Work to be completed -
Go through the data below and copy out each line that contains the word "outline".

Data items
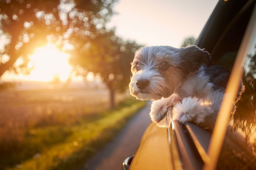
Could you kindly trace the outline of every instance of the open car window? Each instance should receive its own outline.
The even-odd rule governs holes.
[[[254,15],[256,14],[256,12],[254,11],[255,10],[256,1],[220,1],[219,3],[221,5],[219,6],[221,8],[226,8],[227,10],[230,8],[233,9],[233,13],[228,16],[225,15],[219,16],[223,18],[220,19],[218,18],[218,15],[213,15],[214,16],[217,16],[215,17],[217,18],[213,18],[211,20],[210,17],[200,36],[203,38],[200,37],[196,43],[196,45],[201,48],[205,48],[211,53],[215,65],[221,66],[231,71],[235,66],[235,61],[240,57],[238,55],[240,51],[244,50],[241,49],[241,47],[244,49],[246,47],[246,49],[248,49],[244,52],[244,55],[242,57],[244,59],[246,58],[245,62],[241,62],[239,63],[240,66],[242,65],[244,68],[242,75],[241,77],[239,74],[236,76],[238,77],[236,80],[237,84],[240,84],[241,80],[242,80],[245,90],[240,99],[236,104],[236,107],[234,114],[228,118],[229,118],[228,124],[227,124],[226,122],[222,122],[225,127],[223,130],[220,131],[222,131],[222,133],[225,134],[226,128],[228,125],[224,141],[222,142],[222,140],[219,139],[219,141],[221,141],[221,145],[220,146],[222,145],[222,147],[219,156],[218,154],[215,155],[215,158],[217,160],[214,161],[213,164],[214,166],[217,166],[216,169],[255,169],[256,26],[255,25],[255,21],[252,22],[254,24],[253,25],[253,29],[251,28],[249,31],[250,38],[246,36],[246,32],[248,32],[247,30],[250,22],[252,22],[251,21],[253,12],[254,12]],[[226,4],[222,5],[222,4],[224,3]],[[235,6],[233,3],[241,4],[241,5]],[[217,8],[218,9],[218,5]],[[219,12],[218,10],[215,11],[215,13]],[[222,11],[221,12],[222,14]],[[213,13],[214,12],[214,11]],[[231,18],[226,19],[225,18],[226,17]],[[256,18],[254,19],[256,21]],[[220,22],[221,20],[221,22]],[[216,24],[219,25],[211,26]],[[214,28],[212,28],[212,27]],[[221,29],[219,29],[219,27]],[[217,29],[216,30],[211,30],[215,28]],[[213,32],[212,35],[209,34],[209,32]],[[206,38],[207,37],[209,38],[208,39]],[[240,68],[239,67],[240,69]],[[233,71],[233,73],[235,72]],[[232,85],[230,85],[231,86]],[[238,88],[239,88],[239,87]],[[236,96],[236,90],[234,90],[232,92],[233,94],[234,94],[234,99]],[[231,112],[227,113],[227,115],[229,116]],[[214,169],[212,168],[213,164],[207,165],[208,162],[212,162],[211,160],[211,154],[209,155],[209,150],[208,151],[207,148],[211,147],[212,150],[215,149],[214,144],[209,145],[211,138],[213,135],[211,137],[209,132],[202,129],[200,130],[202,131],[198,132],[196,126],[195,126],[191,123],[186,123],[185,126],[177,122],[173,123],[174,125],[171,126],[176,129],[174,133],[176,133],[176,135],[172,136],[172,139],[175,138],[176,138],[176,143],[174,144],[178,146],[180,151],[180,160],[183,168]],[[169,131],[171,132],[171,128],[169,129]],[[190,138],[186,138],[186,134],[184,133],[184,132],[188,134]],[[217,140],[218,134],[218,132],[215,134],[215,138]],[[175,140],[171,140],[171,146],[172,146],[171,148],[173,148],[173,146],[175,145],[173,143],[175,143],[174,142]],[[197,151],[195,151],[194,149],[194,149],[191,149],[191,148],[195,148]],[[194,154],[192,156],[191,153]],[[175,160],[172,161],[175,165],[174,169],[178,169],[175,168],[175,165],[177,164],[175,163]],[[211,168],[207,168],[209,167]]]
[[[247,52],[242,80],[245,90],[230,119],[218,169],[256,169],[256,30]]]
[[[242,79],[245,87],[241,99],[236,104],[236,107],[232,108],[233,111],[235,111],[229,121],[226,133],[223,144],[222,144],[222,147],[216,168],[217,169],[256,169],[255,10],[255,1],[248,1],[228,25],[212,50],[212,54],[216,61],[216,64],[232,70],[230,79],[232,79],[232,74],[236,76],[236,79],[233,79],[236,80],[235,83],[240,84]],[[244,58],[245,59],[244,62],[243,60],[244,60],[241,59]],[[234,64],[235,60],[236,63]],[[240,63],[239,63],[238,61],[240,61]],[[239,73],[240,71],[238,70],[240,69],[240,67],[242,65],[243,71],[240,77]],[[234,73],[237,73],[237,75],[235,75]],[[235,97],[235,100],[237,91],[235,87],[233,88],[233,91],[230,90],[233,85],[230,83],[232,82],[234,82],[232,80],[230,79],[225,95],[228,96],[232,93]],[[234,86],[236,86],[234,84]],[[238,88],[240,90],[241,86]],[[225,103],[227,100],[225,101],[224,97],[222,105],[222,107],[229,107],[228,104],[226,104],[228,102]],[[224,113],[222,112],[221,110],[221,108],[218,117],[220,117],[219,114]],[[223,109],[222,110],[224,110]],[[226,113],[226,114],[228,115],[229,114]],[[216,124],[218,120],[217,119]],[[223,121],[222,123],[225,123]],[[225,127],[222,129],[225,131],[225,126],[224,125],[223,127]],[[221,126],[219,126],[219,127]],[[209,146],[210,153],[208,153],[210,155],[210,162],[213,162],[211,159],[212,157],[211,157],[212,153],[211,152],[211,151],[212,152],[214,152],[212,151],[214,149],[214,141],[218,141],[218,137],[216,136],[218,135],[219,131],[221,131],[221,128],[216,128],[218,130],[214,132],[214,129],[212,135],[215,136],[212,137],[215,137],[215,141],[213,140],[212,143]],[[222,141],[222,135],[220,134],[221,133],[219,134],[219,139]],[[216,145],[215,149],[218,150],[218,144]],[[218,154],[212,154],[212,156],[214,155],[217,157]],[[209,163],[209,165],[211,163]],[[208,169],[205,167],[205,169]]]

Result for this task -
Could you kindly trace the outline of every instance of the open car window? Each instance should receive its own outline.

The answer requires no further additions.